Region labeling items:
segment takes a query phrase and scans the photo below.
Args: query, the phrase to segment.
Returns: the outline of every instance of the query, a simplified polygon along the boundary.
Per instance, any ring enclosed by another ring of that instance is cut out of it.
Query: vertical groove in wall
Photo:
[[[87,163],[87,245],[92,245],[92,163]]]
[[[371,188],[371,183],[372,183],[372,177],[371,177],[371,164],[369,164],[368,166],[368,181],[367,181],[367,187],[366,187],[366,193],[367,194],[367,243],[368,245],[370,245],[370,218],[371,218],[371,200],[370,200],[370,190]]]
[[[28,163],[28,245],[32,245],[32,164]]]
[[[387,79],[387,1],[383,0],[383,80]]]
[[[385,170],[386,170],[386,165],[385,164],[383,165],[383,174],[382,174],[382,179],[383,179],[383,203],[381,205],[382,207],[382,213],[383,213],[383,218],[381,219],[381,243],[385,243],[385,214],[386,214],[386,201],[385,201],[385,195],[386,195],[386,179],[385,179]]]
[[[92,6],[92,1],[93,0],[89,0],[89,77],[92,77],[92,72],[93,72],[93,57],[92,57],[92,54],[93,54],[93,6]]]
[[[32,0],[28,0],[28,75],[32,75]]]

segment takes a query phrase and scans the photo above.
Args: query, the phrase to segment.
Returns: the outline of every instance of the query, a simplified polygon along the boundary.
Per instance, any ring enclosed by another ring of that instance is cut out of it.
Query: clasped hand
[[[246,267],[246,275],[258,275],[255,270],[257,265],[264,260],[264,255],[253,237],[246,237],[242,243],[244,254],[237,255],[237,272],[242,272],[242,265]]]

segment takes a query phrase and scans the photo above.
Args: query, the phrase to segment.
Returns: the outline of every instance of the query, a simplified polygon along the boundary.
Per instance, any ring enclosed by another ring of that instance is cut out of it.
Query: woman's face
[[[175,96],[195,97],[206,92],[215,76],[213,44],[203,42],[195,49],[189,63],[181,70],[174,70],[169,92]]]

Stated problem:
Put the entries above into a CSV with the columns request and answer, one row per request. Enclose each field in double quotes and replace line breaks with spaces.

Worked answer:
request,answer
"segment takes a query phrase and scans the photo below. Args: query, the phrase to segment. Returns: the outline of every instance of the query, a simplified polygon along the boundary. Per instance, any ring enclosed by another ring of that instance is cut out of it. Query: vertical groove in wall Photo:","[[[87,163],[87,245],[92,245],[92,163]]] [[[371,188],[371,183],[372,183],[372,177],[371,177],[371,164],[369,164],[368,166],[368,181],[367,181],[367,187],[366,187],[366,193],[367,194],[367,243],[368,245],[370,245],[370,218],[371,218],[371,200],[370,200],[370,190]]] [[[28,163],[28,245],[32,245],[32,164]]] [[[387,79],[387,1],[383,0],[383,80]]] [[[385,170],[386,170],[386,165],[385,164],[383,165],[383,174],[382,174],[382,179],[383,179],[383,203],[381,205],[382,207],[382,213],[383,213],[383,218],[381,219],[381,243],[385,243],[385,214],[386,214],[386,201],[385,201],[385,195],[386,195],[386,179],[385,179]]] [[[92,6],[92,1],[93,0],[89,0],[89,77],[92,77],[92,72],[93,72],[93,57],[92,57],[92,54],[93,54],[93,6]]] [[[32,0],[28,0],[28,75],[32,75]]]"
"segment takes a query phrase and scans the photo above. Args: query, the phrase to segment. Returns: the outline of every instance of the query, a simplified polygon along the boundary. Per instance, any ring enclosed by another ring of that instance is cut out of it. Query: clasped hand","[[[246,267],[246,275],[258,275],[255,270],[257,265],[264,260],[264,255],[253,237],[246,237],[242,243],[244,254],[237,255],[237,272],[242,272],[242,265]]]"
"segment takes a query phrase and scans the photo above. Args: query, the phrase to segment. Returns: the outline of every instance of the query, a simplified polygon along the boundary. Per instance, any ring enclosed by another ring of that instance is cut out of it. Query: woman's face","[[[175,96],[195,97],[206,92],[215,76],[213,44],[203,42],[195,49],[189,63],[181,70],[174,70],[169,92]]]"